▶ Task details
Would you print all of the entries word for word?

Stored data
--------
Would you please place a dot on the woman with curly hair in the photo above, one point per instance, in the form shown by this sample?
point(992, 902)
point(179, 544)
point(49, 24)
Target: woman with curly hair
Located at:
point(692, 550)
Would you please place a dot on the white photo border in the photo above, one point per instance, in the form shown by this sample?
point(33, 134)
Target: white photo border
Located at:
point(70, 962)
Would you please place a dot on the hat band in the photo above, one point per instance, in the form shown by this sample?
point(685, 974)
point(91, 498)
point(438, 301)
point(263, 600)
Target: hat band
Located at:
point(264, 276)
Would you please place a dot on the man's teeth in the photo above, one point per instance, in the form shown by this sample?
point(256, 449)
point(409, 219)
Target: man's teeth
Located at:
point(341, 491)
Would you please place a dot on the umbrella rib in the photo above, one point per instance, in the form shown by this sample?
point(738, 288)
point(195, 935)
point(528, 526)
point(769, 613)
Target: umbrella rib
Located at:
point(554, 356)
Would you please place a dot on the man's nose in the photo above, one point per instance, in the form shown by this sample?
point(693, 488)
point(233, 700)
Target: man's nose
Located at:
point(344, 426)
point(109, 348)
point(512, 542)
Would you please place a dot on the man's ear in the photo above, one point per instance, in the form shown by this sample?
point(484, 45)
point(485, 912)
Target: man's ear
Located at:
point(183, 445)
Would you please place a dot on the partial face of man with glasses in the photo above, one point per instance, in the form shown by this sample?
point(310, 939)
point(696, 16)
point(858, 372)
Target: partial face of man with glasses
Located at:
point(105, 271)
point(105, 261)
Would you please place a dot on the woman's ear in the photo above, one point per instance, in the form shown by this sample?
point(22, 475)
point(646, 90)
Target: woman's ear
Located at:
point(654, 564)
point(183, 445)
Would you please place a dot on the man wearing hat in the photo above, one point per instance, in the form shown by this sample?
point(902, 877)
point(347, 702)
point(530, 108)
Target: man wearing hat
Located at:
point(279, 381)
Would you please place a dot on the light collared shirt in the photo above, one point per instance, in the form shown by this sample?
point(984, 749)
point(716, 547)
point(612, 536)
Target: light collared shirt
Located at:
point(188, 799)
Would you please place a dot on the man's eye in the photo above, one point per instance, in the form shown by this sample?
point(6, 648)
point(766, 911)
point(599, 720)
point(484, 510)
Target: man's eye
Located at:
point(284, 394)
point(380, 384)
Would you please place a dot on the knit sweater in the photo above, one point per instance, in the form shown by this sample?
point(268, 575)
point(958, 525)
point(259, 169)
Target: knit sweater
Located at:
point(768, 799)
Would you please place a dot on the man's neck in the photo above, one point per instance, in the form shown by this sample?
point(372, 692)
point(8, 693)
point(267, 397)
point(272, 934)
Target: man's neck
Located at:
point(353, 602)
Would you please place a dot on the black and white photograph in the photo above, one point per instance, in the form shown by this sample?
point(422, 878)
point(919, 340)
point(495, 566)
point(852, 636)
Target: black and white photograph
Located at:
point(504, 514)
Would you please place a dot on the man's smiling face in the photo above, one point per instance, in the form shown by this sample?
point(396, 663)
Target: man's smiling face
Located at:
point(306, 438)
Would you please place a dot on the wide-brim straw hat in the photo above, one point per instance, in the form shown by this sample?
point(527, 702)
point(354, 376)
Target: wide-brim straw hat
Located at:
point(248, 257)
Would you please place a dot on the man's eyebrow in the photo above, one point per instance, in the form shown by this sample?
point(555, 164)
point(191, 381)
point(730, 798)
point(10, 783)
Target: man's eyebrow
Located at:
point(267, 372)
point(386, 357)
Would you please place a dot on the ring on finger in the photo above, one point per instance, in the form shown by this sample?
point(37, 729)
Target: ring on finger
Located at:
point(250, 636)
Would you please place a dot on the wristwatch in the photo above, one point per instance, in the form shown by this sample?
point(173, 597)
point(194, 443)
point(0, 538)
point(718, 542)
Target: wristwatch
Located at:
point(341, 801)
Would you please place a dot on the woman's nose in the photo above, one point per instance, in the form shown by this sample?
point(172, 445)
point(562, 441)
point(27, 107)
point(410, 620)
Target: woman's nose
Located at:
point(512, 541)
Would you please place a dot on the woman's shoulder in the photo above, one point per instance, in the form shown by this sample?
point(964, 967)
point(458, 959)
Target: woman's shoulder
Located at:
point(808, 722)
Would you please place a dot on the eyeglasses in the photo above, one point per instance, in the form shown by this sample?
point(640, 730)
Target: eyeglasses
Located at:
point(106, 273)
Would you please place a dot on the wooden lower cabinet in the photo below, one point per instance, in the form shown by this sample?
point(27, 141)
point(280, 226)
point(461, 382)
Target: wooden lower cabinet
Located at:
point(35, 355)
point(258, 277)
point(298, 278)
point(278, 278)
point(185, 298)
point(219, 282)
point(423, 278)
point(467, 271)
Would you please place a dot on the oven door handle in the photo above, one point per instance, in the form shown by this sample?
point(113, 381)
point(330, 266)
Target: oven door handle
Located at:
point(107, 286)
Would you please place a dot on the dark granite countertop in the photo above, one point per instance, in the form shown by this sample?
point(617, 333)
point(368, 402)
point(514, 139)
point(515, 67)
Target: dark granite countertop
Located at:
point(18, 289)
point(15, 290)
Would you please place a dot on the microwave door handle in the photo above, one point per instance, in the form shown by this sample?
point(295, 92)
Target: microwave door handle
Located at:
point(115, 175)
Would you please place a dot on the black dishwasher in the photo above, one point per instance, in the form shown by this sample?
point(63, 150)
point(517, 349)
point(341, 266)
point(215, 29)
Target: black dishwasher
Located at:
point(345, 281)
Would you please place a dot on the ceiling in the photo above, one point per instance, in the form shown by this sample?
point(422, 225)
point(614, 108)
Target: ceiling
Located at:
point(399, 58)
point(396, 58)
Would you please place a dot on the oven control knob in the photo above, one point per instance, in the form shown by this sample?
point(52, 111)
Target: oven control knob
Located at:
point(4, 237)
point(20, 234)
--------
▶ Task result
Would you please place a dot on the woman with curly hair in the photo above, one point per instance, in the form shown by this sample?
point(992, 902)
point(179, 544)
point(49, 24)
Target: woman with curly hair
Located at:
point(692, 550)
Would you please place a dot on the white photo border in the photo above, one point per instance, in the form shown by this sample?
point(33, 134)
Target: white photo border
Located at:
point(70, 962)
Would you please place a dot on the hat band in the photo above, one point per instance, in the form shown by this sample?
point(685, 974)
point(91, 498)
point(438, 301)
point(263, 600)
Target: hat band
Located at:
point(264, 276)
Would you please place a dot on the man's teeth in the photo above, one point per instance, in the form shown by this sample?
point(256, 449)
point(409, 219)
Target: man's teeth
Located at:
point(341, 491)
Would you please place a dot on the umbrella rib in the photo above, one point per instance, in the form shown by this sample?
point(738, 288)
point(195, 935)
point(528, 526)
point(769, 613)
Target: umbrella rib
Located at:
point(554, 356)
Would you please place a dot on the man's nose in the photo above, one point per instance, in the form shown by this sample?
point(693, 488)
point(233, 700)
Target: man's nose
Located at:
point(344, 426)
point(109, 348)
point(512, 542)
Would you please place a dot on the man's ear in the photo above, one point per instance, in the form shown by this sample?
point(484, 45)
point(485, 912)
Target: man's ear
Located at:
point(183, 445)
Would you please place a dot on the partial face of man with glasses in the photo above, one point per instance, in the form shown by this sample?
point(310, 939)
point(696, 16)
point(858, 372)
Target: partial face of man with glasses
Located at:
point(105, 271)
point(105, 261)
Would you please place a dot on the woman's ear in the photo above, one point per instance, in the form shown by this sample?
point(22, 475)
point(646, 90)
Target: woman's ear
Located at:
point(654, 564)
point(183, 445)
Would you please place a dot on the man wearing hat in the photo above, one point per instance, in the form shown by this sample?
point(902, 877)
point(347, 702)
point(530, 108)
Target: man wearing hat
Located at:
point(279, 381)
Would you please place a dot on the light collared shirt in the photo above, one point per instance, in the form shown by this sample?
point(984, 749)
point(716, 547)
point(612, 536)
Target: light collared shirt
Located at:
point(188, 799)
Would you please place a dot on the man's eye in the photo above, one point per instance, in the form shown by this sample?
point(6, 648)
point(766, 911)
point(599, 720)
point(484, 510)
Target: man's eye
Located at:
point(284, 394)
point(380, 384)
Would you please place a dot on the knit sweater in the photo above, one point per instance, in the form shown by this sample?
point(268, 575)
point(958, 525)
point(259, 169)
Target: knit sweater
Located at:
point(768, 799)
Would you please place a dot on the man's neck in the photo above, one point per instance, in the form shown by this sample?
point(372, 692)
point(8, 693)
point(267, 397)
point(272, 934)
Target: man's neck
Located at:
point(353, 602)
Would you please place a dot on the black and white photograph in the photo above, one point per instance, in the form shown by this sample?
point(422, 878)
point(919, 340)
point(495, 566)
point(852, 636)
Target: black and white photograph
Located at:
point(504, 514)
Would you please place a dot on the man's smiling face in the photo above, one point per instance, in the form shown by this sample?
point(396, 663)
Target: man's smiling face
Located at:
point(306, 438)
Would you please place a dot on the wide-brim straw hat in the photo above, one point per instance, in the form shown by this sample?
point(527, 702)
point(354, 376)
Target: wide-brim straw hat
Located at:
point(248, 257)
Would you please place a dot on the man's eyebrow in the photo above, one point per instance, in the form shown by this sample?
point(555, 164)
point(191, 381)
point(730, 798)
point(10, 783)
Target: man's eyebrow
Located at:
point(267, 372)
point(386, 357)
Would you please place a dot on the ring on finger in the photo above, one point per instance, in the form shown by this sample?
point(37, 729)
Target: ring on finger
Located at:
point(250, 636)
Would you please place a dot on the wristwatch in the photo above, one point per instance, in the form shown by this sample?
point(173, 597)
point(194, 443)
point(0, 538)
point(718, 542)
Target: wristwatch
Located at:
point(341, 801)
Would you please place a dot on the woman's nose in the photo above, one point per instance, in the form shown by this sample?
point(172, 445)
point(562, 441)
point(27, 107)
point(410, 620)
Target: woman's nose
Located at:
point(512, 541)
Would you please place a dot on the woman's shoulder in the photo above, one point per instance, in the form shown by this sample?
point(964, 967)
point(458, 959)
Target: woman's shoulder
Located at:
point(808, 722)
Would you please place a dot on the eyeglasses in the photo above, one point per instance, in the form shown by this sample?
point(640, 730)
Target: eyeglasses
Located at:
point(106, 273)
Would you please place a dot on the wooden lower cabinet in the photo below, one point per instance, in the form shown by this sample?
point(27, 141)
point(280, 226)
point(461, 382)
Target: wooden lower cabinet
Located at:
point(35, 355)
point(258, 277)
point(298, 278)
point(278, 278)
point(185, 298)
point(219, 282)
point(423, 278)
point(467, 271)
Would you please place a dot on the oven door handle in the photo above, one point per instance, in the form shown by this sample?
point(113, 381)
point(330, 266)
Target: oven door handle
Located at:
point(107, 286)
Would you please place a dot on the dark granite countertop in the photo above, one point per instance, in the form shown by this sample?
point(617, 333)
point(368, 402)
point(514, 139)
point(515, 67)
Target: dark granite countertop
Located at:
point(18, 289)
point(15, 290)
Would you please place a dot on the microwave door handle in the photo above, one point per instance, in the form shown by this sample?
point(295, 92)
Target: microwave door handle
Located at:
point(115, 175)
Would you please place a dot on the black dishwasher in the photo above, one point per instance, in the form shown by this sample?
point(63, 150)
point(517, 349)
point(341, 266)
point(215, 29)
Target: black dishwasher
Located at:
point(345, 281)
Would you please place a dot on the ceiling in the photo above, one point per instance, in the form shown by this sample?
point(422, 225)
point(614, 108)
Target: ceiling
Located at:
point(399, 58)
point(396, 58)
Would you please place a dot on the oven control knob in the photo above, one point per instance, in the form shown by this sample?
point(52, 111)
Target: oven control knob
Located at:
point(4, 237)
point(20, 234)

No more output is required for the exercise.